ALUNO: É possível reagirmos sem que haja quaisquer pensamentos?
 
JOKO: Quando reagimos, os pensamentos estão acontecendo. Pode ser que não se tornem óbvios para nós, mas estão lá. Por exemplo, se você me insulta, eu não reajo, a menos que tenha pensamentos sobre o insulto. Porém, quando começamos a julgar as pessoas certas ou erradas, separamo-nos. Certo e errado são apenas pensamentos, não são a verdade.
 
ALUNO: O que você está descrevendo parece uma coisa muito passiva, um capacho. Você poderia esclarecer isso?
 
JOKO: Não se trata absolutamente de ser passivo. Não podemos abordar de uma maneira inteligente as questões da vida se estivermos paralisados em nossos pensamentos sobre tais questões. Precisamos ter uma visão que seja mais ampla. A prática zen é sobre ação, mas não nos é possível uma ação adequada se acreditarmos em nossos pensamentos sobre uma situação. Precisamos enxergar de modo direto o que ela é; que é diferente de nossos pensamentos a respeito dela. Podemos ter uma ação inteligente sem de fato ver, não aquilo que desejamos ver, ou aquilo que nos seria conveniente e confortável, mas apenas o que existe? Não, definitivamente não estou falando de passividade ou de não reagir .
 
ALUNO: Quando vejo pessoas centradas no que está acontecendo constato que agem muito mais depressa e melhor que eu. No filme sobre Madre Teresa observei que ela se dirigia diretamente para a área do desastre e começava a trabalhar .

### INSTRUÇÃO ESCRITA 1
Reescreva o diálogo sobre a prática zen de "ALUNO: Quando vejo" até "a trabalhar .", inclusive, substituindo "filme" por "documentário".
### INSTRUÇÃO ESCRITA 2
Prossiga o diálogo sobre a prática zen a partir da última fala apresentada.
As entradas não têm qualquer papel nesta tarefa.

### ENTRADAS
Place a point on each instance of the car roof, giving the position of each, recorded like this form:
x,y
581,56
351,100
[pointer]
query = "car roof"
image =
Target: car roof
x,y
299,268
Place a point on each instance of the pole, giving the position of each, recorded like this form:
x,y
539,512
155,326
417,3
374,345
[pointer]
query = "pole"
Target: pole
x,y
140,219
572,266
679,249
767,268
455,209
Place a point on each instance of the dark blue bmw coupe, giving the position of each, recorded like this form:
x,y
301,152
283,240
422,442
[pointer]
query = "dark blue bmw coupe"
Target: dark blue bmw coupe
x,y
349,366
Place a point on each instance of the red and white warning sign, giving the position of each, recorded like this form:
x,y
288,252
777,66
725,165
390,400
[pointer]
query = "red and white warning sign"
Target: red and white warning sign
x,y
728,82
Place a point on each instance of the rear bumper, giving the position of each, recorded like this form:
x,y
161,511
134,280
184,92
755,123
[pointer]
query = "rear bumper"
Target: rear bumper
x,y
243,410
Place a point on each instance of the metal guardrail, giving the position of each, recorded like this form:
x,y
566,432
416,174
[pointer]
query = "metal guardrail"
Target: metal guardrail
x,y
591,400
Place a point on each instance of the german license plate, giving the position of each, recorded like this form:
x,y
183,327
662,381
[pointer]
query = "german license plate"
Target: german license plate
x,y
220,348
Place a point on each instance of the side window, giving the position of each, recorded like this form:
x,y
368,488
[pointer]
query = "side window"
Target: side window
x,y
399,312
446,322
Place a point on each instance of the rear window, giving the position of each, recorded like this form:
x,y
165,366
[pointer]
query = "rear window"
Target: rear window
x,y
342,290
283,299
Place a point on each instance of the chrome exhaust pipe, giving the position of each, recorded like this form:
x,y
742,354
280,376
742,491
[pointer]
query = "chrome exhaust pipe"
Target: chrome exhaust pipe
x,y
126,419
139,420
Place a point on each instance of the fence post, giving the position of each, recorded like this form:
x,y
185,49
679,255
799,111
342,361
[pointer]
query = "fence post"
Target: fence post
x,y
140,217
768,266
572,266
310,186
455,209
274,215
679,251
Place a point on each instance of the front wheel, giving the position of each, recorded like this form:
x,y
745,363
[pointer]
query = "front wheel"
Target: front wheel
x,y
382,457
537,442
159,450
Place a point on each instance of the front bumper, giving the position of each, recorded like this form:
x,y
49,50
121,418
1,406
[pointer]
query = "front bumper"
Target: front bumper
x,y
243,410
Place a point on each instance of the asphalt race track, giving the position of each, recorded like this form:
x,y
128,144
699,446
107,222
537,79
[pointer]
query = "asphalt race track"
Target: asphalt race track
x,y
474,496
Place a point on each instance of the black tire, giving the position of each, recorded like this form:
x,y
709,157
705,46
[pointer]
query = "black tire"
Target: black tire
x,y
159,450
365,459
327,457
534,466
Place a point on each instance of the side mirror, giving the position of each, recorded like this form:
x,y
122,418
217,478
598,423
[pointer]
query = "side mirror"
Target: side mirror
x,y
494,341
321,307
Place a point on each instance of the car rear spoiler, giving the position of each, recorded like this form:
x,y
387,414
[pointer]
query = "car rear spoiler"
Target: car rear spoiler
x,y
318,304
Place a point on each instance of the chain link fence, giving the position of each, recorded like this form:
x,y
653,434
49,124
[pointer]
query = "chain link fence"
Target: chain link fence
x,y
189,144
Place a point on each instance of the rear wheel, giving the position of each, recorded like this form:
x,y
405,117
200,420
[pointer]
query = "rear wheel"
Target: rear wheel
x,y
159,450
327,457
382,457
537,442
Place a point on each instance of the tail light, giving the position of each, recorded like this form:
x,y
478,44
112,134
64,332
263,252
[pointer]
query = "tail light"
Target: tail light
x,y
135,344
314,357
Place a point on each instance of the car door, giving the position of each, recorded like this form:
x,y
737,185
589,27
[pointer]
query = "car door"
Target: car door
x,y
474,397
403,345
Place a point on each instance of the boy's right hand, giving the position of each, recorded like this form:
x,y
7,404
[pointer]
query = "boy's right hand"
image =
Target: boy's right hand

### RESULTADO 1
ALUNO: Quando vejo pessoas centradas no que está acontecendo constato que agem muito mais depressa e melhor que eu. No documentário sobre Madre Teresa observei que ela se dirigia diretamente para a área do desastre e começava a trabalhar .

### RESULTADO 2
JOKO: Apenas fazer. Só fazer. Ela não parava para ponderar: “Devo fazer isso?”. Ela enxergava o que precisava ser feito e fazia.
 
ALUNO: Parece uma enormidade esperarmos ter condições de apenas ficar sobre o fio da lâmina, porque nossas recordações do que aconteceu em nossas vidas antes entram em cena a todo instante.
 
JOKO: As recordações são pensamentos, quase sempre seletivos e enviesados. Podemos esquecer por completo as belas coisas que nossos amigos já nos fizeram, se apenas acontecer um incidente que consideremos ameaçador. A prática espera muito de nós. Mas estamos vivendo apenas este momento. Não temos de viver cento e cinquenta mil momentos de uma só vez. Estamos vivendo apenas um. É por isso que eu digo: “O que mais você tem a fazer? Você pode tanto praticar cada momento como não”.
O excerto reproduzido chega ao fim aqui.